* WHAT YOU ARE ASKED TO DO *
Everything in the data below is to be reproduced without any deviation.

* STUDY MATERIAL *
#####
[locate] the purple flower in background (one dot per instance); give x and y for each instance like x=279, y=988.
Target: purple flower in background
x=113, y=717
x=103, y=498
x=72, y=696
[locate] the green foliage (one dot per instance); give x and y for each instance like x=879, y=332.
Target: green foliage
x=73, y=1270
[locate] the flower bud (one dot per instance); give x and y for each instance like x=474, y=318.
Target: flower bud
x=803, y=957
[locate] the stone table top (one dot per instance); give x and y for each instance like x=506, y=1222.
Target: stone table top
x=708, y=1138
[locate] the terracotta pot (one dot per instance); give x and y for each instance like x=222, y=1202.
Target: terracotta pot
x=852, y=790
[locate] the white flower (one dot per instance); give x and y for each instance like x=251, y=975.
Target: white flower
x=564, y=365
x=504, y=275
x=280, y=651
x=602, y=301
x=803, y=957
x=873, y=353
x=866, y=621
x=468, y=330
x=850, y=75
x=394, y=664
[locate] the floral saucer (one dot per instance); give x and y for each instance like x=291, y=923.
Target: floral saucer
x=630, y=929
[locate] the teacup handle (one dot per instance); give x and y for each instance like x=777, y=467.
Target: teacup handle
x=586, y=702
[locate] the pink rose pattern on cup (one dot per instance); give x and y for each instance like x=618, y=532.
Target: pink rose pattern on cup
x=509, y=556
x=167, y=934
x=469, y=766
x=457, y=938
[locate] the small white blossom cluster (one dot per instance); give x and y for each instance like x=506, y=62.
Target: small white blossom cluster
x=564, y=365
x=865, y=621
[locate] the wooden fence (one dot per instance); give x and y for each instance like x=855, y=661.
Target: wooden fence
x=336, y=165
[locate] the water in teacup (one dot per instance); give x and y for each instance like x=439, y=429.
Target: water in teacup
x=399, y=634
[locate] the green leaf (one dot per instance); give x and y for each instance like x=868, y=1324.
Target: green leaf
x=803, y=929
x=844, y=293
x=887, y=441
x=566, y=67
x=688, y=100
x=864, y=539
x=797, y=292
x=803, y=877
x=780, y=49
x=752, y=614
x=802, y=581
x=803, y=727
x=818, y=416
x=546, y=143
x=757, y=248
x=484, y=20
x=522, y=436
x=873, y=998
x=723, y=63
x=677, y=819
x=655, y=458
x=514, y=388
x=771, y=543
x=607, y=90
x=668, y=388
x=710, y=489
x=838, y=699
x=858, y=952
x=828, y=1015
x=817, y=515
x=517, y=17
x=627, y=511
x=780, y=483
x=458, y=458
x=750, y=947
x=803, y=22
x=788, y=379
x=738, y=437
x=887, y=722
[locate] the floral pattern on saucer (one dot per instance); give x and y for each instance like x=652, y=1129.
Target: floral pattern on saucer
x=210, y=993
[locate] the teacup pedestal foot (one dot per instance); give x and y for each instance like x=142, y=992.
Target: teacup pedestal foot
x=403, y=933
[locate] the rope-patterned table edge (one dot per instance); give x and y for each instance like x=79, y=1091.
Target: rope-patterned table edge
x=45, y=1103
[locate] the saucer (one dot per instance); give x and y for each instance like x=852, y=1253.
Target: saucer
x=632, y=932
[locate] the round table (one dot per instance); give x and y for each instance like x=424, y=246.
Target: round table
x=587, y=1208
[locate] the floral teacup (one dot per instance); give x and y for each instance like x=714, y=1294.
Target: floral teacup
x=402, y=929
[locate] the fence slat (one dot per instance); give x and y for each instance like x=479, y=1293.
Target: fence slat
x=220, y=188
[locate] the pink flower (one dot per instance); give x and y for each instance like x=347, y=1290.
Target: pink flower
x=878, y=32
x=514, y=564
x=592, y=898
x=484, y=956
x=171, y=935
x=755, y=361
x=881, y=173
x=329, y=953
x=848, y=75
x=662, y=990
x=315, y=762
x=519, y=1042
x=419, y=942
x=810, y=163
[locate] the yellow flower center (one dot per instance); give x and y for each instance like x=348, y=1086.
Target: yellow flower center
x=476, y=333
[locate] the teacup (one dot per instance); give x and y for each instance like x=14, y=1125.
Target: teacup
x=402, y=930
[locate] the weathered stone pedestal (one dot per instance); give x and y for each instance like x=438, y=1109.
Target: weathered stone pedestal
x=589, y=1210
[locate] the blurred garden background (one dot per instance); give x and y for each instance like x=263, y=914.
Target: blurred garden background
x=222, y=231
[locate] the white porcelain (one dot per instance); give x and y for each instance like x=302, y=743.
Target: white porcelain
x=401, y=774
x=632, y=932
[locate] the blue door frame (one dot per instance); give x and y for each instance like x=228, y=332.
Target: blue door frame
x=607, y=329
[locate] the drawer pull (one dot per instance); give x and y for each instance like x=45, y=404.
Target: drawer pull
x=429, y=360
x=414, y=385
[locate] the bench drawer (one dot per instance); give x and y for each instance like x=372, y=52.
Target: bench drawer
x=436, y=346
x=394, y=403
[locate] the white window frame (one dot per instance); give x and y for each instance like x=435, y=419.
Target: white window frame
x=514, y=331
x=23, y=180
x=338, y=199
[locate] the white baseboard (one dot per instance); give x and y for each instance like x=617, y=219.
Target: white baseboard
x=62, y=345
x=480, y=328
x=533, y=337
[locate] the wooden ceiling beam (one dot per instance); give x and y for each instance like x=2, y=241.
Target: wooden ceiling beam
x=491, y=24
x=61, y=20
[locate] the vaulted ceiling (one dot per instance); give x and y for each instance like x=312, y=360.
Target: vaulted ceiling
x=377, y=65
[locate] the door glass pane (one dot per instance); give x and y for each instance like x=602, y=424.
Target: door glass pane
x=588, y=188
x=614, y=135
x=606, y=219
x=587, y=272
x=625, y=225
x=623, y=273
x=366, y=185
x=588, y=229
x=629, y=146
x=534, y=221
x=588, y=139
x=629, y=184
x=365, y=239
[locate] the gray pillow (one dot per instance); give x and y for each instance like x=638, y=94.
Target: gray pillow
#####
* EXERCISE RESULT *
[locate] the purple flower in background (one dot per instance); give x and y for each instance like x=279, y=988.
Target: purple flower in background
x=113, y=717
x=103, y=498
x=72, y=696
[locate] the green foliage (one dot per instance); give x and y for each instance like x=879, y=332.
Target: green foliage
x=73, y=1270
[locate] the flower bud (one dot per instance); give x and y for each instance like x=474, y=318.
Target: flower bud
x=803, y=957
[locate] the stone table top (one dot per instance); give x and y for each instance like x=506, y=1222.
Target: stone table top
x=708, y=1138
[locate] the terracotta pot (one dot per instance); give x and y for each instance like x=222, y=1202.
Target: terracotta pot
x=852, y=790
[locate] the white flower (one dot per instance); give x and y for each instance like x=251, y=975.
Target: white flower
x=564, y=365
x=504, y=275
x=280, y=651
x=602, y=301
x=803, y=957
x=873, y=353
x=866, y=621
x=468, y=330
x=850, y=75
x=394, y=664
[locate] the floral saucer (one dot per instance); give x and y for each instance like x=291, y=923.
Target: floral saucer
x=630, y=929
[locate] the teacup handle (one dot per instance); give x and y for each instance like x=777, y=467.
Target: teacup handle
x=586, y=702
[locate] the pink rose pattern on cup (one dot per instance); give x and y for each instance like x=618, y=532.
Target: pink rose pattern on cup
x=509, y=556
x=167, y=934
x=469, y=766
x=457, y=938
[locate] the small white blossom cluster (one dot per instance); give x and y for each instance like x=506, y=62.
Target: small white blossom cluster
x=564, y=365
x=865, y=621
[locate] the wooden fence (one dot per instance); give x and y for each instance like x=855, y=661.
Target: wooden fence
x=336, y=165
[locate] the water in teacup (one dot per instance); give x and y for each instance like x=439, y=429.
Target: water in teacup
x=399, y=634
[locate] the green leaf (one dot per instance); give x and y for each instance like x=868, y=1324.
Target: green leaf
x=803, y=929
x=844, y=293
x=887, y=441
x=566, y=67
x=688, y=100
x=864, y=539
x=797, y=292
x=803, y=877
x=780, y=49
x=752, y=614
x=802, y=581
x=803, y=727
x=818, y=416
x=546, y=143
x=757, y=248
x=484, y=20
x=522, y=436
x=873, y=998
x=723, y=63
x=677, y=819
x=655, y=458
x=514, y=388
x=771, y=543
x=607, y=90
x=668, y=388
x=710, y=489
x=838, y=699
x=858, y=952
x=828, y=1015
x=817, y=515
x=517, y=17
x=627, y=511
x=780, y=483
x=458, y=458
x=750, y=947
x=803, y=22
x=788, y=379
x=738, y=437
x=887, y=722
[locate] the floral pattern on saucer (one dot per instance); give x and y for each instance like x=652, y=1129.
Target: floral pattern on saucer
x=210, y=993
[locate] the teacup pedestal foot (one dot per instance); give x and y for each instance like x=142, y=992.
Target: teacup pedestal foot
x=403, y=933
[locate] the rope-patterned table edge (one dot per instance); give x and y for each instance like x=79, y=1091.
Target: rope-patterned table edge
x=45, y=1103
[locate] the saucer (one dot per instance); give x and y for each instance like x=852, y=1253.
Target: saucer
x=632, y=932
[locate] the round table (one dot per instance); give x and y for each instance like x=424, y=246.
Target: round table
x=587, y=1208
[locate] the floral teacup (one dot per instance); give x and y for each instance like x=714, y=1294.
Target: floral teacup
x=402, y=929
[locate] the fence slat (one dot per instance); give x and y for each instance like x=479, y=1293.
Target: fence slat
x=220, y=188
[locate] the pink flower (one dot per instance); give x and y for each instance like x=347, y=1290.
Target: pink flower
x=878, y=32
x=514, y=564
x=592, y=898
x=484, y=956
x=171, y=935
x=755, y=361
x=881, y=173
x=329, y=953
x=848, y=75
x=662, y=990
x=315, y=762
x=519, y=1042
x=419, y=942
x=810, y=163
[locate] the yellow flower center (one dot per instance); give x and y for each instance like x=348, y=1086.
Target: yellow flower center
x=476, y=333
[locate] the teacup (one dot per instance); give x and y for each instance like x=14, y=1125.
Target: teacup
x=402, y=930
[locate] the weathered stone pedestal (one dot per instance); give x and y for each instance like x=438, y=1109.
Target: weathered stone pedestal
x=589, y=1210
[locate] the blurred garden background (one dot per instance); give x and y for each instance like x=263, y=914.
Target: blurred garden background
x=222, y=231
[locate] the white porcelain (one dot per instance); give x and y for each instance like x=302, y=743.
Target: white porcelain
x=401, y=774
x=632, y=932
[locate] the blue door frame (one dot per instance); give x and y for each instance like x=228, y=332.
Target: blue door frame
x=607, y=329
[locate] the drawer pull (one dot per instance); give x and y for each instance like x=45, y=404.
Target: drawer pull
x=429, y=360
x=414, y=385
[locate] the bench drawer (one dot per instance); give x and y for each instance like x=372, y=52.
Target: bench drawer
x=436, y=346
x=394, y=403
[locate] the white window frame (one dot per instance); give x and y for each instance like x=435, y=419.
Target: white window frame
x=514, y=331
x=23, y=180
x=338, y=199
[locate] the white baseboard (one dot per instance); give x and y for each instance like x=617, y=219.
Target: white baseboard
x=62, y=345
x=480, y=328
x=533, y=337
[locate] the wooden ceiling beam (one dot per instance); give x and y for each instance like x=2, y=241.
Target: wooden ceiling beam
x=491, y=24
x=61, y=20
[locate] the vaulted ceiling (one dot per instance); give x and y for each instance like x=312, y=360.
Target: vaulted ceiling
x=377, y=65
[locate] the door glass pane (one dot per instance); give x and y for each instance like x=602, y=424.
Target: door glass pane
x=588, y=188
x=614, y=135
x=606, y=219
x=587, y=272
x=625, y=225
x=623, y=273
x=366, y=185
x=588, y=229
x=629, y=146
x=534, y=221
x=588, y=139
x=629, y=184
x=365, y=239
[locate] the gray pillow (one dot per instance); give x and y for each instance like x=638, y=94.
Target: gray pillow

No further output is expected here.